* [WORK TO COMPLETE] Return, word for word, every line that follows.

[Stored data]
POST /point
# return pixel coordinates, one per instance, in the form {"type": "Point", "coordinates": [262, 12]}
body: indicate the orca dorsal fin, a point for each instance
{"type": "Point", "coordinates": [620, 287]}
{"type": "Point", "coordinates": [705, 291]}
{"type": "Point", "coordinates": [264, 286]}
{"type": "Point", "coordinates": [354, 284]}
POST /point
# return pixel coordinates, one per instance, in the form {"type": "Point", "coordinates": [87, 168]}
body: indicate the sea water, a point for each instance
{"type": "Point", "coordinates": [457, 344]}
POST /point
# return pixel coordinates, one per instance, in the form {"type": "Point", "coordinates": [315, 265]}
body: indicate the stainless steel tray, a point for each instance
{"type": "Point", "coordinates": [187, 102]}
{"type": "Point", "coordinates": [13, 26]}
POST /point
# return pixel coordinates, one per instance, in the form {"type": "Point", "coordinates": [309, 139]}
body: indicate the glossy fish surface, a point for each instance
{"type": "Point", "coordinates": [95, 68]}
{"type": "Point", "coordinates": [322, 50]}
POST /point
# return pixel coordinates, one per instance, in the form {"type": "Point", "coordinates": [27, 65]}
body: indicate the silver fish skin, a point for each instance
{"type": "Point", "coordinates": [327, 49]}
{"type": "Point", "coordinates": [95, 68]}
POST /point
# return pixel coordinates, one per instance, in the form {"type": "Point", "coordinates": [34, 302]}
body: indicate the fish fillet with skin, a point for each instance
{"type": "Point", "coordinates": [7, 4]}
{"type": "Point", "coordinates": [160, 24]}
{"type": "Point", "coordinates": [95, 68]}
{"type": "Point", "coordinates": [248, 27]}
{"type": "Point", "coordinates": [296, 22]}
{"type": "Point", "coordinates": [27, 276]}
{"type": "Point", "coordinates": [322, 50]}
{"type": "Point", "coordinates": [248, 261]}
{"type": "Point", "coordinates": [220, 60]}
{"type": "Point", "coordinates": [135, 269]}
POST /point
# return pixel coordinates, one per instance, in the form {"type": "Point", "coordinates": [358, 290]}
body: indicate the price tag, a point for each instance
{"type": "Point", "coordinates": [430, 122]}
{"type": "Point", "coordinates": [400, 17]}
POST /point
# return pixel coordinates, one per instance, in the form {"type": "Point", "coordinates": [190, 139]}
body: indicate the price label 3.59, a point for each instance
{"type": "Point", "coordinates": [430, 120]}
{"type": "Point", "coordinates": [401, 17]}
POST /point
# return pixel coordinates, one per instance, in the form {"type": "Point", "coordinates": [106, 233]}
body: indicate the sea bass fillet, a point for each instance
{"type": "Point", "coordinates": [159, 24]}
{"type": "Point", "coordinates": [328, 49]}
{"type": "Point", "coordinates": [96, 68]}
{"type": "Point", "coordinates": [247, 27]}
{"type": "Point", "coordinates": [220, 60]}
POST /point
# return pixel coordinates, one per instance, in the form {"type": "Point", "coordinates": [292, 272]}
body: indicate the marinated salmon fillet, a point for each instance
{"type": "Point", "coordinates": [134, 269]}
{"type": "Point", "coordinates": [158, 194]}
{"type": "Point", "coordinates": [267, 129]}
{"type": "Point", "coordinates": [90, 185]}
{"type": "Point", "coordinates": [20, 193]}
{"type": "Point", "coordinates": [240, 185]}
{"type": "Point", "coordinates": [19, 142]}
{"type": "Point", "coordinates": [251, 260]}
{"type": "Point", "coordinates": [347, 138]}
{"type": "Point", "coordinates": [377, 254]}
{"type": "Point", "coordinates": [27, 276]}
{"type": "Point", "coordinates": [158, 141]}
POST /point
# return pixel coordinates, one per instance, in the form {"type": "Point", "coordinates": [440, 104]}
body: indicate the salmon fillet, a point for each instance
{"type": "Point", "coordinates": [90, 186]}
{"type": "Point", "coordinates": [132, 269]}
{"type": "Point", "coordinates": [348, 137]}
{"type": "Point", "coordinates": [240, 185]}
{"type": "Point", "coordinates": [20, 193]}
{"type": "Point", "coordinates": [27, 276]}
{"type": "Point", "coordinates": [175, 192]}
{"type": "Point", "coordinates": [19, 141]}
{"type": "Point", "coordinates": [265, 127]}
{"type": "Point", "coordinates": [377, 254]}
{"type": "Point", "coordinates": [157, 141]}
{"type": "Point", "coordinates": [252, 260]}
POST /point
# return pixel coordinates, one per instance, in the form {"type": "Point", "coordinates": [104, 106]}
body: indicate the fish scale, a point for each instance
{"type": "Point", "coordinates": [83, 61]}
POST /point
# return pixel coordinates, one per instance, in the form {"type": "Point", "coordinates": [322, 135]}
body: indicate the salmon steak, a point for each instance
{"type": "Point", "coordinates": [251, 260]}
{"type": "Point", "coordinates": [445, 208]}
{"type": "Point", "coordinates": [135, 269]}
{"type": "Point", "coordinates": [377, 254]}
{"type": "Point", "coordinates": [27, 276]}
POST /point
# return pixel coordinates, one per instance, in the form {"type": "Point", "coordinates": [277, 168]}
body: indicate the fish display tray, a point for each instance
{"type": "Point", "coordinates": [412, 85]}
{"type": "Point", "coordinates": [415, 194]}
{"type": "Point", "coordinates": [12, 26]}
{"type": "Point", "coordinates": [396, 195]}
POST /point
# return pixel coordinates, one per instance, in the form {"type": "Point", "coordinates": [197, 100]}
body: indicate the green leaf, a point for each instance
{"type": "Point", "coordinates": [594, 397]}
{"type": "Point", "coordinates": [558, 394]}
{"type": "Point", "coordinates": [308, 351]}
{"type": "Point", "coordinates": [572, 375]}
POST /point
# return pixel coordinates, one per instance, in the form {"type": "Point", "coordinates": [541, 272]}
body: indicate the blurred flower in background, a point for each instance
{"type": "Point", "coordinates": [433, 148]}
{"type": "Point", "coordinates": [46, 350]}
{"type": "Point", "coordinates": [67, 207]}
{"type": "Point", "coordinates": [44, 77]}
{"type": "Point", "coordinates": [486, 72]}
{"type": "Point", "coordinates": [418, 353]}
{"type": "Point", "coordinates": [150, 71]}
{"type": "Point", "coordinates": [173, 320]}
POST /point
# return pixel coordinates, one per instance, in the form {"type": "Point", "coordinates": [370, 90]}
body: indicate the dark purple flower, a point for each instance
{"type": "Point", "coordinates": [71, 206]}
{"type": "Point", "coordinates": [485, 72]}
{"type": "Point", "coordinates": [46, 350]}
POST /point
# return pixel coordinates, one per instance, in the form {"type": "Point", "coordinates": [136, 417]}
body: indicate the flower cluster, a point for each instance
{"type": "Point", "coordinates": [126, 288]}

* [SOLUTION TO THIS EXERCISE]
POST /point
# return pixel coordinates, one per instance, in the form {"type": "Point", "coordinates": [262, 12]}
body: indicate the orca dorsal fin, a point for each instance
{"type": "Point", "coordinates": [620, 287]}
{"type": "Point", "coordinates": [705, 291]}
{"type": "Point", "coordinates": [264, 286]}
{"type": "Point", "coordinates": [354, 284]}
POST /point
# return pixel coordinates, one per instance, in the form {"type": "Point", "coordinates": [87, 168]}
body: indicate the sea water, a point for each instance
{"type": "Point", "coordinates": [457, 344]}
POST /point
# return pixel coordinates, one per instance, in the form {"type": "Point", "coordinates": [315, 265]}
body: indicate the stainless steel tray, a point for each instance
{"type": "Point", "coordinates": [187, 102]}
{"type": "Point", "coordinates": [13, 26]}
POST /point
# return pixel coordinates, one per instance, in the form {"type": "Point", "coordinates": [309, 139]}
body: indicate the glossy fish surface, a point for each instance
{"type": "Point", "coordinates": [95, 68]}
{"type": "Point", "coordinates": [322, 50]}
POST /point
# return pixel coordinates, one per instance, in the form {"type": "Point", "coordinates": [27, 65]}
body: indicate the silver fish skin, a point for each instance
{"type": "Point", "coordinates": [327, 49]}
{"type": "Point", "coordinates": [95, 68]}
POST /point
# return pixel coordinates, one per instance, in the form {"type": "Point", "coordinates": [34, 302]}
body: indicate the fish fillet with skin, a point for each instance
{"type": "Point", "coordinates": [7, 4]}
{"type": "Point", "coordinates": [160, 24]}
{"type": "Point", "coordinates": [95, 68]}
{"type": "Point", "coordinates": [248, 27]}
{"type": "Point", "coordinates": [296, 22]}
{"type": "Point", "coordinates": [27, 276]}
{"type": "Point", "coordinates": [322, 50]}
{"type": "Point", "coordinates": [248, 261]}
{"type": "Point", "coordinates": [220, 60]}
{"type": "Point", "coordinates": [135, 269]}
POST /point
# return pixel coordinates, one per instance, in the form {"type": "Point", "coordinates": [358, 290]}
body: indicate the price tag, a point for each instance
{"type": "Point", "coordinates": [430, 122]}
{"type": "Point", "coordinates": [400, 17]}
POST /point
# return pixel coordinates, one per instance, in the form {"type": "Point", "coordinates": [190, 139]}
body: indicate the price label 3.59, a point for each instance
{"type": "Point", "coordinates": [430, 120]}
{"type": "Point", "coordinates": [401, 17]}
POST /point
# return pixel coordinates, one per instance, in the form {"type": "Point", "coordinates": [106, 233]}
body: indicate the sea bass fillet, a point for each instance
{"type": "Point", "coordinates": [159, 24]}
{"type": "Point", "coordinates": [328, 49]}
{"type": "Point", "coordinates": [96, 68]}
{"type": "Point", "coordinates": [247, 27]}
{"type": "Point", "coordinates": [220, 60]}
POST /point
# return pixel coordinates, one per instance, in the form {"type": "Point", "coordinates": [292, 272]}
body: indicate the marinated salmon fillet, a point for each instance
{"type": "Point", "coordinates": [134, 269]}
{"type": "Point", "coordinates": [158, 194]}
{"type": "Point", "coordinates": [267, 129]}
{"type": "Point", "coordinates": [90, 185]}
{"type": "Point", "coordinates": [20, 193]}
{"type": "Point", "coordinates": [240, 185]}
{"type": "Point", "coordinates": [19, 142]}
{"type": "Point", "coordinates": [251, 260]}
{"type": "Point", "coordinates": [347, 138]}
{"type": "Point", "coordinates": [377, 254]}
{"type": "Point", "coordinates": [27, 276]}
{"type": "Point", "coordinates": [158, 141]}
POST /point
# return pixel coordinates, one per instance, in the form {"type": "Point", "coordinates": [440, 104]}
body: indicate the salmon fillet, a point for each instance
{"type": "Point", "coordinates": [90, 186]}
{"type": "Point", "coordinates": [132, 269]}
{"type": "Point", "coordinates": [348, 137]}
{"type": "Point", "coordinates": [240, 185]}
{"type": "Point", "coordinates": [20, 193]}
{"type": "Point", "coordinates": [27, 276]}
{"type": "Point", "coordinates": [175, 192]}
{"type": "Point", "coordinates": [19, 141]}
{"type": "Point", "coordinates": [265, 127]}
{"type": "Point", "coordinates": [377, 254]}
{"type": "Point", "coordinates": [157, 141]}
{"type": "Point", "coordinates": [252, 260]}
POST /point
# return pixel coordinates, one per instance, in the form {"type": "Point", "coordinates": [104, 106]}
body: indicate the fish scale, a point for each instance
{"type": "Point", "coordinates": [83, 61]}
POST /point
# return pixel coordinates, one per instance, in the form {"type": "Point", "coordinates": [322, 135]}
body: indicate the salmon steak, a point for each instance
{"type": "Point", "coordinates": [251, 260]}
{"type": "Point", "coordinates": [445, 208]}
{"type": "Point", "coordinates": [135, 269]}
{"type": "Point", "coordinates": [377, 254]}
{"type": "Point", "coordinates": [27, 276]}
POST /point
# return pixel coordinates, one per instance, in the form {"type": "Point", "coordinates": [277, 168]}
body: indicate the fish display tray, a point for each instance
{"type": "Point", "coordinates": [412, 85]}
{"type": "Point", "coordinates": [415, 194]}
{"type": "Point", "coordinates": [12, 26]}
{"type": "Point", "coordinates": [396, 195]}
POST /point
# return pixel coordinates, one per instance, in the form {"type": "Point", "coordinates": [197, 100]}
body: indicate the green leaf, a point for each instance
{"type": "Point", "coordinates": [594, 397]}
{"type": "Point", "coordinates": [558, 394]}
{"type": "Point", "coordinates": [308, 351]}
{"type": "Point", "coordinates": [572, 375]}
POST /point
# return pixel coordinates, one per instance, in the form {"type": "Point", "coordinates": [541, 272]}
body: indicate the blurred flower in background, a point for each instance
{"type": "Point", "coordinates": [433, 148]}
{"type": "Point", "coordinates": [46, 350]}
{"type": "Point", "coordinates": [67, 207]}
{"type": "Point", "coordinates": [44, 77]}
{"type": "Point", "coordinates": [486, 72]}
{"type": "Point", "coordinates": [418, 353]}
{"type": "Point", "coordinates": [150, 71]}
{"type": "Point", "coordinates": [173, 320]}
POST /point
# return pixel coordinates, one per instance, in the form {"type": "Point", "coordinates": [370, 90]}
body: indicate the dark purple flower, a point for each instance
{"type": "Point", "coordinates": [71, 206]}
{"type": "Point", "coordinates": [485, 72]}
{"type": "Point", "coordinates": [46, 350]}
POST /point
# return pixel coordinates, one per instance, in the form {"type": "Point", "coordinates": [136, 417]}
body: indicate the flower cluster, a point for each instance
{"type": "Point", "coordinates": [126, 288]}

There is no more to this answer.